- _SOURCE EXCERPT_:
-------
Open sts1skj opened 2 years ago

sts1skj commented 2 years ago

I've come across a few shapes in NIF files where every triangle had its own vertices. The number of vertices was three times the number of triangles. Many, many vertices could be safely merged, reducing the vertex count by roughly a factor of three. Though the merge option on the move-vertex tool lets you merge vertices one at a time, it would be nice if this could be automated.

I've seen other shapes that have ridiculously many vertices in some areas, spaced quite closely together. I doubt these extremely detailed meshes really need all those vertices to provide a good shape. Eliminating a lot of those vertices would likely result in a mesh that looks exactly the same in the game.

So maybe a vertex-count reducer could be useful. It could look for trivially merge-able vertices and merge them. It could look for vertices whose position, position diffs, weights, and texture coordinates are so close to being the average of two neighboring vertices that eliminating the vertex gives an insignificant change in the mesh shape and texture mapping, no matter the slider values or pose.

The algorithm would probably need a "simplification distance" parameter. Points would only be eliminated if the new mesh would be within the simplification distance of the point (for all slider values and poses). It'd probably need a "texture simplification distance" parameter too.

I'm assuming, of course, that reducing the vertex count has a benefit in the game: smaller file, less main memory, less graphics memory. I don't know if these things actually matter.
-------
- _RECORD EXTRACTS_:
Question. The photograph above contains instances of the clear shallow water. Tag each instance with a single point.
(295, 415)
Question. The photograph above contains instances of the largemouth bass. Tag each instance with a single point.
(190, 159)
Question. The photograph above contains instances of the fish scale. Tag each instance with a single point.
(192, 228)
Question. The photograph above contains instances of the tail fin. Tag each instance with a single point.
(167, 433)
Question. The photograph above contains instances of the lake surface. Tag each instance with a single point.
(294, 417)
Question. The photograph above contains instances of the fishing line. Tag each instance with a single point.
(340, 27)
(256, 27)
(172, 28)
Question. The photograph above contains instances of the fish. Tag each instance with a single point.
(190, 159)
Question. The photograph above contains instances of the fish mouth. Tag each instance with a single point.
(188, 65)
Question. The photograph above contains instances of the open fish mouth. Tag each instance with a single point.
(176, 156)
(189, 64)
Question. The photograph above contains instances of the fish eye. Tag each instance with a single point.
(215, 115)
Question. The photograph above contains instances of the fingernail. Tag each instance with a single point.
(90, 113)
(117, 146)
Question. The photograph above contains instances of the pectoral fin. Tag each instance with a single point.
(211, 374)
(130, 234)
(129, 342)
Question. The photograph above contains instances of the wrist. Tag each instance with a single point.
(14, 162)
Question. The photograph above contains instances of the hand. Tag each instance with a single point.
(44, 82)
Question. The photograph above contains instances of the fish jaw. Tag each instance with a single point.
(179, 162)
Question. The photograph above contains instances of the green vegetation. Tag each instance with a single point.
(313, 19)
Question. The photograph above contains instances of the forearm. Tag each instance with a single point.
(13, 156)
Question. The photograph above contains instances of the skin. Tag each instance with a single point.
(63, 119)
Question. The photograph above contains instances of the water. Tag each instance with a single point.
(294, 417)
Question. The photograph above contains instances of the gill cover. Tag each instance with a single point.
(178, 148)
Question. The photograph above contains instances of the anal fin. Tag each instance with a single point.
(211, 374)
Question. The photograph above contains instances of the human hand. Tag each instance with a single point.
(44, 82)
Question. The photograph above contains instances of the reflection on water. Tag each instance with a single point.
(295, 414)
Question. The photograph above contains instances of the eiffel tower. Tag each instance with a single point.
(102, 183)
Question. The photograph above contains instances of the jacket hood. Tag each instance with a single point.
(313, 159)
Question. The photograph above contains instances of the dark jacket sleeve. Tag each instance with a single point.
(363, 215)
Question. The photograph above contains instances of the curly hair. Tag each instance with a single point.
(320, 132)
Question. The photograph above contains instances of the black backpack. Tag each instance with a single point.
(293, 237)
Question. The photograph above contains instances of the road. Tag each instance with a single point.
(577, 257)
-------
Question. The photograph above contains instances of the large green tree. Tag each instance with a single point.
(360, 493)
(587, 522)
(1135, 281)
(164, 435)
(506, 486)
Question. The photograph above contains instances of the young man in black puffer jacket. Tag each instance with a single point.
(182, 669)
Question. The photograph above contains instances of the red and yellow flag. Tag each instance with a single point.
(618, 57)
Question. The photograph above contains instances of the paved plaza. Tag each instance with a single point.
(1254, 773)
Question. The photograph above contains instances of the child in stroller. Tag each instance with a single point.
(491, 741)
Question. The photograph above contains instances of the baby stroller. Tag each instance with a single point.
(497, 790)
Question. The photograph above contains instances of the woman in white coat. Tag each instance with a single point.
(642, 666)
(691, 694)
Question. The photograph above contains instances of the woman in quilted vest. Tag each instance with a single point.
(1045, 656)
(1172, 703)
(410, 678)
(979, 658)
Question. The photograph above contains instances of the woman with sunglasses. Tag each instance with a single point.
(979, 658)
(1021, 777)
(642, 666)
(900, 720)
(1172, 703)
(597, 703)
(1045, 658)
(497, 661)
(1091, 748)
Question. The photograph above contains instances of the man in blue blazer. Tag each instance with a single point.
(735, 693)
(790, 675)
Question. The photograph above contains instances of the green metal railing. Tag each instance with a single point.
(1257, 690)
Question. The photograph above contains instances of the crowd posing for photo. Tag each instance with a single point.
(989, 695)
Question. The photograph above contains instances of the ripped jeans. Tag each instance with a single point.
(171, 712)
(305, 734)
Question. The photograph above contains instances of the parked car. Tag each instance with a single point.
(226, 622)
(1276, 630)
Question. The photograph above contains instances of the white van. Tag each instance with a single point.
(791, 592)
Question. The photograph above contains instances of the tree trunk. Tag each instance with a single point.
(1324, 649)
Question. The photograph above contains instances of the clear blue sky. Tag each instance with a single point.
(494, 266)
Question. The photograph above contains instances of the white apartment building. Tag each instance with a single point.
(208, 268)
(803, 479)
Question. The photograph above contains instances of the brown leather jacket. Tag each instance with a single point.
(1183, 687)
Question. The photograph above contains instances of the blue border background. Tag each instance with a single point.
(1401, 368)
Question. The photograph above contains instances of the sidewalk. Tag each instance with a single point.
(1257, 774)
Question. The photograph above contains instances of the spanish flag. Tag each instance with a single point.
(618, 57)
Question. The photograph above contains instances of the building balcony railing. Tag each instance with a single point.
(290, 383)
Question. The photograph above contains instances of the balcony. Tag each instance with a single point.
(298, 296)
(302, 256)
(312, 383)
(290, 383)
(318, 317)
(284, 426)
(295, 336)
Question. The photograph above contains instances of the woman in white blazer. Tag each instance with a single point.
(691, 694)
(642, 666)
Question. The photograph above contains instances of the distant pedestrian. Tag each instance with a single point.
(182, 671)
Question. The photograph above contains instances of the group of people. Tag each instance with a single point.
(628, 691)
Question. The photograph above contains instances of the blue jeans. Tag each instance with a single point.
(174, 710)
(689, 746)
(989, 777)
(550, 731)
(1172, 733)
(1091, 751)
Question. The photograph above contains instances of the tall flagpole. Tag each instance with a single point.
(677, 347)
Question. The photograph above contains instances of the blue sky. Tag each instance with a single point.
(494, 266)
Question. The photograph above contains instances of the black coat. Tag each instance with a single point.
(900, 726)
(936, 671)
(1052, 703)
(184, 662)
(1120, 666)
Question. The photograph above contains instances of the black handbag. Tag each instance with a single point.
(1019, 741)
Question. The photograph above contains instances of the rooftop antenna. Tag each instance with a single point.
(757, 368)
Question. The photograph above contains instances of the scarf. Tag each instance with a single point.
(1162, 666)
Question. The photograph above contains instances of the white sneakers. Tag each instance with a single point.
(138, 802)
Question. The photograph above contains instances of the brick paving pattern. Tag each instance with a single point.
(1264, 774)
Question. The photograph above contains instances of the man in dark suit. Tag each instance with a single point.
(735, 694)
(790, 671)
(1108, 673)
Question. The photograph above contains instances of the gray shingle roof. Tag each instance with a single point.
-------
- _TO DO_:
A - Can you condense the paragraph of the vertex-reduction proposal that begins "The algorithm would probably need" into a single sentence that keeps its main points?
B - Which vertex properties does the vertex-reduction proposal say must be very close to the average of two neighboring vertices before that vertex could be eliminated? List every one.

- _EXERCISE RESPONSES_:
A - The algorithm would likely need a "simplification distance" parameter, so that a point is removed only if the new mesh stays within that distance of it for all slider values and poses, and probably a "texture simplification distance" parameter as well.

B -
- Position
- Position diffs
- Weights
- Texture coordinates